(Records from a data source)
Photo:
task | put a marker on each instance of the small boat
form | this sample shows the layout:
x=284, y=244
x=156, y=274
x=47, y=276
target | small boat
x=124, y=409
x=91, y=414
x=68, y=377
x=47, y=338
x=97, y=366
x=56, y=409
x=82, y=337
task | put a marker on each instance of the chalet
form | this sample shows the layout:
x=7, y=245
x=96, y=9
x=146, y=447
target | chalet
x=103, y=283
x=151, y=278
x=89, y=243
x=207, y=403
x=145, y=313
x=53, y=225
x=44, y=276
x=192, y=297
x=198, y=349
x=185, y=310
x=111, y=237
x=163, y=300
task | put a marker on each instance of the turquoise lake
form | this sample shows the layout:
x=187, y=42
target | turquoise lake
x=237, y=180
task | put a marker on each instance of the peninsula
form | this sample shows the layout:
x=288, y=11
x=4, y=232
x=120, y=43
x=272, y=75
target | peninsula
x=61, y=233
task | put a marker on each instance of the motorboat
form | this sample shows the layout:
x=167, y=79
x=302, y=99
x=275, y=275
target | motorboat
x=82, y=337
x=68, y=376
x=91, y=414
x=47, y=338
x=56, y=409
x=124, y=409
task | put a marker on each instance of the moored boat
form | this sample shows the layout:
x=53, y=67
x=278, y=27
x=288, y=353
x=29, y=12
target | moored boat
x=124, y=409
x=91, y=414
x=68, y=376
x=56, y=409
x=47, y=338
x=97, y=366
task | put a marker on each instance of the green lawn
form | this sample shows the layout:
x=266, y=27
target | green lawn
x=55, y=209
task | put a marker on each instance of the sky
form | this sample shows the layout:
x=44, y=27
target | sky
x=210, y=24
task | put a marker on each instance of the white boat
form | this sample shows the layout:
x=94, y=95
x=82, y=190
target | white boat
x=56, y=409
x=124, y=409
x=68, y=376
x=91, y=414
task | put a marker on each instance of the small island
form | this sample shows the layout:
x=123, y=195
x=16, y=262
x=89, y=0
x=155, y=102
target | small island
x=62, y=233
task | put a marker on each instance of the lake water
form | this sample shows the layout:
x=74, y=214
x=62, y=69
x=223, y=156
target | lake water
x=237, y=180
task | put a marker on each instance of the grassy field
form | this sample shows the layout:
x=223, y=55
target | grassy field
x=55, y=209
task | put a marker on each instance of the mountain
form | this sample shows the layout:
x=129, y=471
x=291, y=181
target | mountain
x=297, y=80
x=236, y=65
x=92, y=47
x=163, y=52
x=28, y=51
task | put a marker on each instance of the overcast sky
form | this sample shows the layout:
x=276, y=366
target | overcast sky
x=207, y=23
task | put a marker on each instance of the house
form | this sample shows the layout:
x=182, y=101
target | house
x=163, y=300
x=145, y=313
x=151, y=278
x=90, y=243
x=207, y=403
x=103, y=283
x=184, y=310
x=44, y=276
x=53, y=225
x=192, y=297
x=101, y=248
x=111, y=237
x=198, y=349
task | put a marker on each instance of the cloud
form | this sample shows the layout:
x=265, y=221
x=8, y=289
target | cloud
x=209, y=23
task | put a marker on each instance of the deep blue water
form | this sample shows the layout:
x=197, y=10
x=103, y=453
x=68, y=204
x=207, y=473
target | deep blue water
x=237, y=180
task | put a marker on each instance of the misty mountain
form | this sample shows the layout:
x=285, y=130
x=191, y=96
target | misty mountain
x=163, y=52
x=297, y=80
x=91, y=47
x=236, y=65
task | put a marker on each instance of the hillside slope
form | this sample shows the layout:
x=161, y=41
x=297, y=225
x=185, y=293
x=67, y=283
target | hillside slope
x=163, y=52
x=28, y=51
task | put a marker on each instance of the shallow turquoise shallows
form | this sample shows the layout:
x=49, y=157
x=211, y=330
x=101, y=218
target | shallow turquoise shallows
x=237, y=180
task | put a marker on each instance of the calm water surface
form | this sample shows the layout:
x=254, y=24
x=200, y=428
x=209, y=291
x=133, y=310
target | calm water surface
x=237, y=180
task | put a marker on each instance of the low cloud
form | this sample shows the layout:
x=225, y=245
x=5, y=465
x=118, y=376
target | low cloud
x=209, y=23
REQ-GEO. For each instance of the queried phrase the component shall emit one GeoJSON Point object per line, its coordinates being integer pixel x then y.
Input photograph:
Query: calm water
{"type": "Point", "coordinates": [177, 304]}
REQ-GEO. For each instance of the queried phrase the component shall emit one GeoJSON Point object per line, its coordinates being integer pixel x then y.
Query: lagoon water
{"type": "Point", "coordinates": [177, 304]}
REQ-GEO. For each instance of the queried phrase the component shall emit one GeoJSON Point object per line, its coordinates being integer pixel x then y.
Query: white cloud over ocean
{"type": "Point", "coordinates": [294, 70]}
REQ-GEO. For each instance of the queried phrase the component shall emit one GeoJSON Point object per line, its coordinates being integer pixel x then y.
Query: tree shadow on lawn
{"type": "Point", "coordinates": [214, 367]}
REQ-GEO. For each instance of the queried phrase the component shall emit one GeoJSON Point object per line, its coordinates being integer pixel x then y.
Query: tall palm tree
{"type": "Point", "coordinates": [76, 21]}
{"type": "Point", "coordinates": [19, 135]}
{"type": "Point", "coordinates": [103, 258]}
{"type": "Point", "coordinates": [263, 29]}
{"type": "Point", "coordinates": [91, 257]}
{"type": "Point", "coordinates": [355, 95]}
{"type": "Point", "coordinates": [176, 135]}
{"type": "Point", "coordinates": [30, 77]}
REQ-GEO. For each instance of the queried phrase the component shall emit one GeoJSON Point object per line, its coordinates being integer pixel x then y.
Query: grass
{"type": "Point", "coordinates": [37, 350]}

Aim of the task:
Reproduce each entry above exactly, keeping every word.

The answer:
Photo:
task | put a marker on each instance of the small boat
form | this sample shows the layout:
x=284, y=244
x=156, y=274
x=47, y=276
target | small boat
x=124, y=409
x=91, y=414
x=68, y=377
x=47, y=338
x=97, y=366
x=56, y=409
x=82, y=337
task | put a marker on each instance of the chalet
form | this sample shows the layout:
x=7, y=245
x=96, y=9
x=146, y=447
target | chalet
x=103, y=283
x=151, y=278
x=89, y=243
x=207, y=403
x=145, y=313
x=53, y=225
x=44, y=276
x=192, y=297
x=198, y=349
x=185, y=310
x=111, y=237
x=163, y=300
task | put a marker on each instance of the turquoise lake
form | this sample shows the layout:
x=187, y=42
target | turquoise lake
x=237, y=180
task | put a marker on each instance of the peninsula
form | this sample shows the layout:
x=288, y=11
x=4, y=232
x=120, y=43
x=272, y=75
target | peninsula
x=61, y=233
task | put a marker on each instance of the motorboat
form | this sample shows the layout:
x=167, y=79
x=302, y=99
x=275, y=275
target | motorboat
x=82, y=337
x=68, y=376
x=91, y=414
x=47, y=338
x=56, y=409
x=124, y=409
task | put a marker on each instance of the moored boat
form | this sample shows the layout:
x=53, y=67
x=278, y=27
x=288, y=353
x=29, y=12
target | moored boat
x=124, y=409
x=91, y=414
x=68, y=376
x=56, y=409
x=47, y=338
x=97, y=366
task | put a marker on each instance of the green lawn
form | this sample shows the layout:
x=266, y=27
target | green lawn
x=55, y=209
task | put a marker on each instance of the sky
form | this sample shows the layout:
x=44, y=27
target | sky
x=210, y=24
task | put a marker on each instance of the white boat
form | this sample shows the layout:
x=94, y=95
x=82, y=190
target | white boat
x=56, y=409
x=124, y=409
x=68, y=376
x=91, y=414
task | put a marker on each instance of the small island
form | this sample shows the layout:
x=123, y=195
x=16, y=262
x=89, y=0
x=155, y=102
target | small island
x=62, y=233
task | put a marker on each instance of the lake water
form | this sample shows the layout:
x=74, y=214
x=62, y=69
x=223, y=156
target | lake water
x=237, y=180
task | put a marker on each instance of the grassy field
form | this sample shows the layout:
x=223, y=55
target | grassy field
x=55, y=209
task | put a marker on each instance of the mountain
form | this sample shows the layout:
x=129, y=471
x=291, y=181
target | mountain
x=297, y=80
x=236, y=65
x=92, y=47
x=163, y=52
x=28, y=51
task | put a marker on each instance of the overcast sky
form | this sample shows the layout:
x=276, y=366
target | overcast sky
x=207, y=23
task | put a marker on each instance of the house
form | this sample shows the layout:
x=182, y=101
target | house
x=163, y=300
x=145, y=313
x=151, y=278
x=90, y=243
x=207, y=403
x=103, y=283
x=184, y=310
x=44, y=276
x=53, y=225
x=192, y=297
x=101, y=248
x=111, y=237
x=198, y=349
task | put a marker on each instance of the cloud
form | this sample shows the layout:
x=265, y=221
x=8, y=289
target | cloud
x=209, y=23
task | put a marker on each instance of the deep blue water
form | this sample shows the layout:
x=197, y=10
x=103, y=453
x=68, y=204
x=207, y=473
target | deep blue water
x=237, y=180
task | put a marker on each instance of the misty mountain
form | this sample shows the layout:
x=285, y=130
x=191, y=96
target | misty mountain
x=163, y=52
x=297, y=80
x=91, y=47
x=236, y=65
task | put a marker on each instance of the hillside slope
form | this sample shows the layout:
x=161, y=41
x=297, y=225
x=185, y=293
x=67, y=283
target | hillside slope
x=163, y=52
x=28, y=51
task | put a marker on each instance of the shallow turquoise shallows
form | this sample shows the layout:
x=49, y=157
x=211, y=330
x=101, y=218
target | shallow turquoise shallows
x=237, y=180
task | put a marker on each instance of the calm water surface
form | this sample shows the layout:
x=254, y=24
x=200, y=428
x=209, y=291
x=133, y=310
target | calm water surface
x=237, y=180
task | put a marker on each instance of the low cloud
form | this sample shows the layout:
x=225, y=245
x=5, y=465
x=118, y=376
target | low cloud
x=209, y=23
REQ-GEO. For each instance of the queried phrase the component shall emit one GeoJSON Point object per line, its coordinates being integer pixel x then y.
Input photograph:
Query: calm water
{"type": "Point", "coordinates": [177, 304]}
REQ-GEO. For each instance of the queried phrase the component shall emit one GeoJSON Point object per line, its coordinates being integer pixel x then y.
Query: lagoon water
{"type": "Point", "coordinates": [177, 304]}
REQ-GEO. For each instance of the queried phrase the component shall emit one GeoJSON Point object per line, its coordinates being integer pixel x then y.
Query: white cloud over ocean
{"type": "Point", "coordinates": [294, 70]}
REQ-GEO. For each instance of the queried phrase the component shall emit one GeoJSON Point object per line, its coordinates being integer pixel x then y.
Query: tree shadow on lawn
{"type": "Point", "coordinates": [214, 367]}
REQ-GEO. For each instance of the queried phrase the component shall emit one GeoJSON Point object per line, its coordinates being integer pixel x then y.
Query: tall palm tree
{"type": "Point", "coordinates": [76, 21]}
{"type": "Point", "coordinates": [19, 135]}
{"type": "Point", "coordinates": [103, 258]}
{"type": "Point", "coordinates": [263, 29]}
{"type": "Point", "coordinates": [91, 257]}
{"type": "Point", "coordinates": [355, 95]}
{"type": "Point", "coordinates": [176, 135]}
{"type": "Point", "coordinates": [30, 77]}
REQ-GEO. For each instance of the queried phrase the component shall emit one GeoJSON Point object per line, its coordinates being integer pixel x then y.
Query: grass
{"type": "Point", "coordinates": [37, 350]}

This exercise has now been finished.